ENTRIES PROVIDED >>
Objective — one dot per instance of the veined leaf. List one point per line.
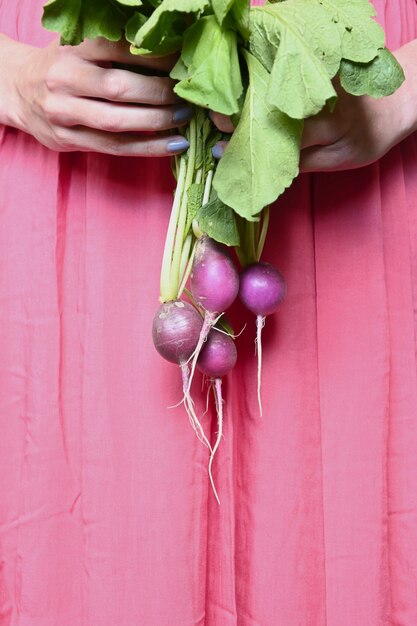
(211, 55)
(262, 158)
(195, 196)
(302, 49)
(221, 8)
(77, 20)
(362, 37)
(218, 221)
(379, 78)
(166, 22)
(136, 21)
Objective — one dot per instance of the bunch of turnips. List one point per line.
(269, 68)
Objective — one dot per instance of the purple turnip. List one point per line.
(262, 289)
(176, 330)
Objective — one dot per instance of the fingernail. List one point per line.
(217, 151)
(177, 145)
(182, 114)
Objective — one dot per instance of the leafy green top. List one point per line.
(270, 67)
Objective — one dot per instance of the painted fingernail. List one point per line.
(182, 114)
(217, 151)
(177, 145)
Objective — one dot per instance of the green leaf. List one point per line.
(136, 21)
(195, 196)
(240, 14)
(218, 221)
(167, 22)
(221, 8)
(307, 48)
(214, 79)
(379, 78)
(261, 160)
(77, 20)
(361, 36)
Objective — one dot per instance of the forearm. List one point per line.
(13, 60)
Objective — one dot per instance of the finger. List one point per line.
(330, 158)
(223, 122)
(106, 51)
(218, 149)
(121, 144)
(321, 130)
(113, 84)
(116, 118)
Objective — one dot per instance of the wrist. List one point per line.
(407, 93)
(14, 57)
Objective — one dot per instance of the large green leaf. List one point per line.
(167, 22)
(301, 46)
(218, 221)
(362, 37)
(77, 20)
(262, 158)
(379, 78)
(211, 55)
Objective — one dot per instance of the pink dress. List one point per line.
(106, 517)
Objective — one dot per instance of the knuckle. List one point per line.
(53, 78)
(51, 110)
(114, 86)
(156, 119)
(62, 138)
(112, 146)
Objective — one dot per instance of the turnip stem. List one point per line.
(219, 409)
(264, 231)
(207, 187)
(168, 290)
(185, 254)
(260, 323)
(250, 246)
(209, 321)
(183, 211)
(187, 272)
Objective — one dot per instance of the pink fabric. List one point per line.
(106, 518)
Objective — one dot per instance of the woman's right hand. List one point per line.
(71, 98)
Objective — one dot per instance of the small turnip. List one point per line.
(262, 289)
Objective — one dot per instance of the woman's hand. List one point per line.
(71, 98)
(360, 130)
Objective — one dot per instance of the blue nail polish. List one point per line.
(182, 114)
(177, 145)
(217, 151)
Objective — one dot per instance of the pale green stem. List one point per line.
(187, 271)
(185, 254)
(168, 289)
(207, 188)
(264, 231)
(182, 217)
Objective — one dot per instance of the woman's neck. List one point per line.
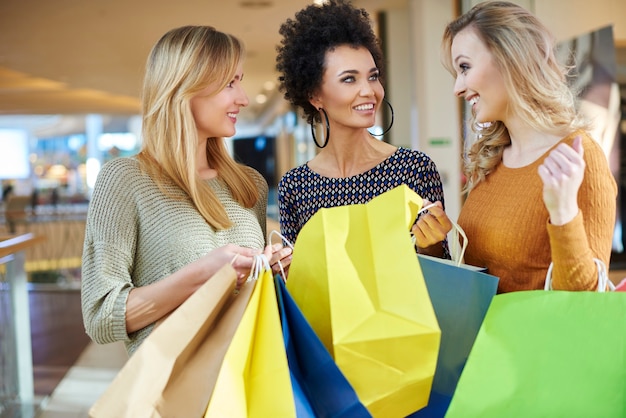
(347, 157)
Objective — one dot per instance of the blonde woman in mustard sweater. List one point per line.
(540, 189)
(162, 223)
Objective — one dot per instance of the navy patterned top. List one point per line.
(302, 192)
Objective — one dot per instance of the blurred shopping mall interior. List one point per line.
(70, 79)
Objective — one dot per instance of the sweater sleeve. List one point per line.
(590, 234)
(108, 254)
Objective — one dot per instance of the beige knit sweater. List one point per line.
(508, 229)
(136, 235)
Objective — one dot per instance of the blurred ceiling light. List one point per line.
(255, 4)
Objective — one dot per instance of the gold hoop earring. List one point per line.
(327, 130)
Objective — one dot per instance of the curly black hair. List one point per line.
(306, 39)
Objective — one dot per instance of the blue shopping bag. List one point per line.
(319, 387)
(460, 295)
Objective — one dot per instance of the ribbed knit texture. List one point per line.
(136, 235)
(508, 229)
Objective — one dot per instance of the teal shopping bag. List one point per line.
(547, 354)
(461, 295)
(319, 387)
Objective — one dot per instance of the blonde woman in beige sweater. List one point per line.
(162, 223)
(540, 189)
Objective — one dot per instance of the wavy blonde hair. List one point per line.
(182, 63)
(523, 49)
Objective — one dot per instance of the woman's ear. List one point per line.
(315, 101)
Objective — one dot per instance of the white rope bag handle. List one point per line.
(457, 248)
(260, 263)
(290, 245)
(603, 277)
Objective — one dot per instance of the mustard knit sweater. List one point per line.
(508, 229)
(136, 235)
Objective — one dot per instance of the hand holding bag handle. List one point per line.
(457, 245)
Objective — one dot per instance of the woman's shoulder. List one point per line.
(298, 173)
(119, 169)
(120, 165)
(410, 156)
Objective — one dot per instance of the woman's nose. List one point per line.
(459, 87)
(242, 98)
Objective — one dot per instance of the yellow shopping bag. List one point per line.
(254, 380)
(356, 278)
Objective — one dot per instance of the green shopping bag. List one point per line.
(547, 354)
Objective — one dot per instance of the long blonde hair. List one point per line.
(182, 63)
(524, 51)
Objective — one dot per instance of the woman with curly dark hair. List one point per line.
(330, 66)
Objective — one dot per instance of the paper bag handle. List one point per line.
(603, 277)
(290, 245)
(457, 249)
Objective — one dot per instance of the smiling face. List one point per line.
(351, 90)
(478, 79)
(215, 114)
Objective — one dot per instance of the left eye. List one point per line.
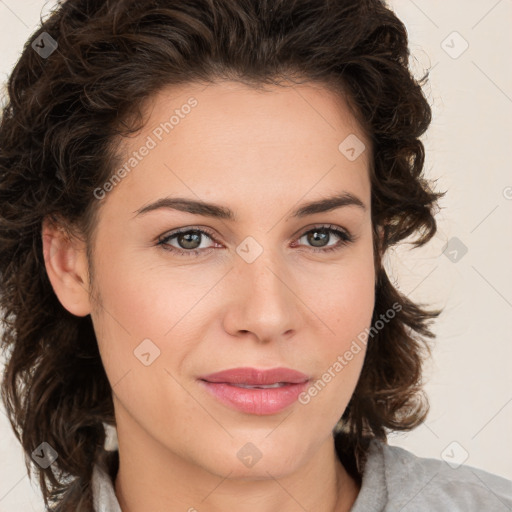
(189, 240)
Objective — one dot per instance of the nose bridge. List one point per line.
(265, 304)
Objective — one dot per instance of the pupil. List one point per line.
(189, 238)
(318, 236)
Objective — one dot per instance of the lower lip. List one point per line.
(256, 400)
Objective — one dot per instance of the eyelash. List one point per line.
(346, 238)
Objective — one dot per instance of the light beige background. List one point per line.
(469, 379)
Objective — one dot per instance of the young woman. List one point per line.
(195, 199)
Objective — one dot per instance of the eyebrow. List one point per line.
(221, 212)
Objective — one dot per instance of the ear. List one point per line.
(65, 260)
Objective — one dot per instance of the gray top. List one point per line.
(393, 480)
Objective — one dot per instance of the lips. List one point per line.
(255, 377)
(253, 391)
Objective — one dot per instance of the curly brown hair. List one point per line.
(57, 133)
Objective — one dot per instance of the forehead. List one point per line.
(228, 139)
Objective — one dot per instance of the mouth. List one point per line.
(257, 392)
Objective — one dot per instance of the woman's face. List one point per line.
(258, 289)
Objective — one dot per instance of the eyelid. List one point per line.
(346, 237)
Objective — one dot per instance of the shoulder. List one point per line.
(419, 484)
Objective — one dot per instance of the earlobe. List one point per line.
(66, 265)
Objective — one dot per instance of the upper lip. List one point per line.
(254, 377)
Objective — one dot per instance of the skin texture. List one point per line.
(262, 154)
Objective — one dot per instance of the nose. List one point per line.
(263, 300)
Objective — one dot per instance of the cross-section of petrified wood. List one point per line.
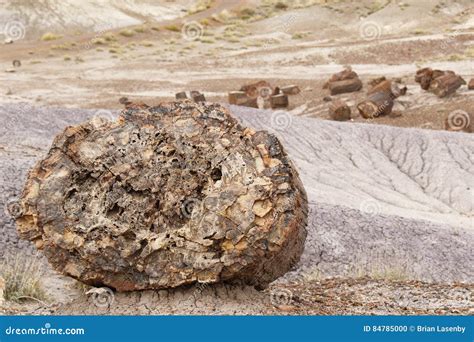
(166, 196)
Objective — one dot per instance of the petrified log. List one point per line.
(339, 111)
(238, 97)
(389, 87)
(290, 90)
(446, 85)
(377, 104)
(373, 82)
(181, 95)
(166, 196)
(258, 89)
(345, 86)
(279, 101)
(346, 74)
(197, 96)
(423, 77)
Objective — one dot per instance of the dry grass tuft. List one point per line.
(22, 275)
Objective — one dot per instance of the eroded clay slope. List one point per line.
(413, 173)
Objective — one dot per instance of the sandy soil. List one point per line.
(294, 46)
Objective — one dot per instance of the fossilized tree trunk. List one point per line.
(166, 196)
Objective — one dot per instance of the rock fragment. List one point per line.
(440, 82)
(346, 74)
(470, 86)
(345, 86)
(339, 111)
(166, 196)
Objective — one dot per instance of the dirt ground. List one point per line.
(236, 42)
(218, 49)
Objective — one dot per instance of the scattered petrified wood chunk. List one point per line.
(387, 86)
(440, 82)
(446, 85)
(197, 96)
(181, 95)
(470, 86)
(279, 101)
(346, 74)
(377, 104)
(166, 196)
(339, 111)
(373, 82)
(290, 90)
(346, 86)
(240, 98)
(258, 89)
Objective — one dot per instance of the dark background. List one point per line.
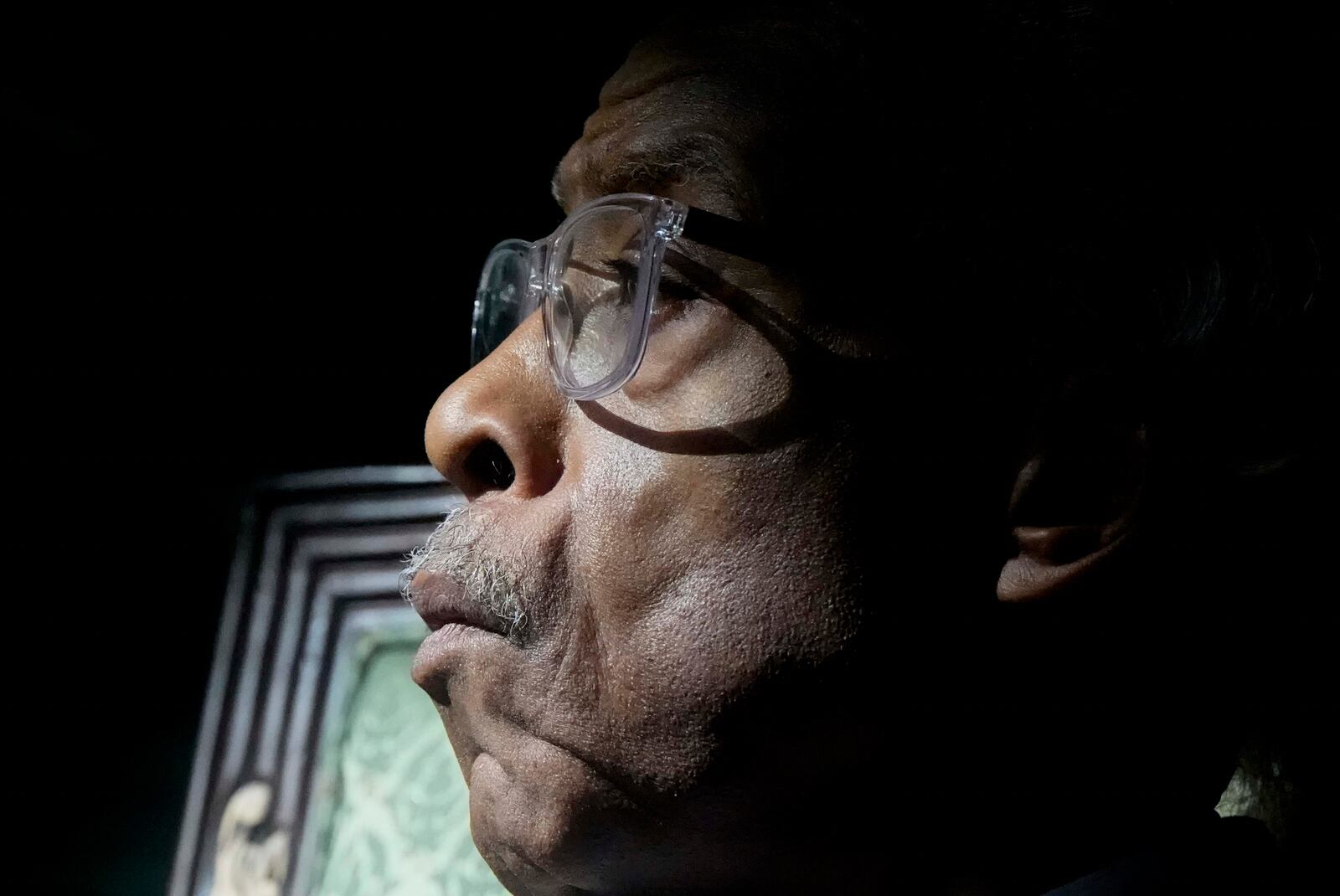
(236, 248)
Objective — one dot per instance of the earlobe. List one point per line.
(1072, 511)
(1056, 560)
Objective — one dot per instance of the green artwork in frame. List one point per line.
(389, 808)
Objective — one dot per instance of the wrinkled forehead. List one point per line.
(672, 121)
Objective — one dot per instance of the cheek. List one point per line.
(707, 370)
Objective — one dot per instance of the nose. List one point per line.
(497, 428)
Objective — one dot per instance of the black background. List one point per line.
(236, 248)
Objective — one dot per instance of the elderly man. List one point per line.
(844, 474)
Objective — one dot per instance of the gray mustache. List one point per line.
(492, 587)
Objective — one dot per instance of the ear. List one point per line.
(1075, 496)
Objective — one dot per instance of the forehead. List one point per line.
(665, 125)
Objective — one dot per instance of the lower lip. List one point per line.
(449, 645)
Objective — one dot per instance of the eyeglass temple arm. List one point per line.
(739, 239)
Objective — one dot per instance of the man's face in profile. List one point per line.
(689, 634)
(665, 571)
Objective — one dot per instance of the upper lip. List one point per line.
(442, 600)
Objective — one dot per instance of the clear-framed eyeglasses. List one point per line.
(595, 281)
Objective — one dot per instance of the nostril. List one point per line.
(489, 465)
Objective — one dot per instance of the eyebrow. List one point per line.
(656, 163)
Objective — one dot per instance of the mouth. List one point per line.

TASK PROMPT >> Take the lines from the one containing "Objective — one dot per instance of the scattered" through the final line of the listing above and print them exactly, including both ends but no pictures.

EXERCISE RESPONSE >>
Objective — one dot per instance of the scattered petrified wood chunk. List one point per line.
(387, 86)
(440, 82)
(446, 85)
(197, 96)
(181, 95)
(470, 86)
(279, 101)
(346, 74)
(377, 104)
(166, 196)
(339, 111)
(373, 82)
(290, 90)
(346, 86)
(240, 98)
(258, 89)
Objective — one dot per instance of the dark background. List one point per line.
(236, 248)
Objective — one dot per instance of the earlobe. List one point per line.
(1072, 511)
(1056, 560)
Objective — one dot per instance of the green artwork in frame. List one point per line.
(389, 808)
Objective — one dot per instance of the wrinkled forehead. List one point per line.
(672, 121)
Objective — one dot per instance of the cheek. List one point per line.
(707, 370)
Objective — one dot per instance of the nose. List one point per line.
(497, 428)
Objective — one dot per instance of the black background. List one point per line.
(236, 248)
Objective — one dot per instance of the elderly man. List one point per line.
(844, 474)
Objective — one dot per instance of the gray mustache. List one point per line.
(492, 587)
Objective — one dot per instance of the ear. List one point per line.
(1075, 496)
Objective — one dot per instance of the forehead. List one point per line.
(665, 125)
Objective — one dot per instance of the lower lip. List one point per line.
(449, 645)
Objective — one dot per instance of the eyeglass temple arm. List one point per line.
(739, 239)
Objective — one dot per instance of the man's face in profile. List one point per line.
(689, 634)
(665, 571)
Objective — one dot per instance of the upper lip. List one point per line.
(442, 600)
Objective — one dot per instance of the clear-framed eyeglasses. List one point per line.
(595, 281)
Objective — one dot per instance of the nostril. List one point per line.
(489, 465)
Objective — one dot per instance of the eyebrow. List one point per line.
(656, 163)
Objective — one dot per instance of the mouth. List one point per line.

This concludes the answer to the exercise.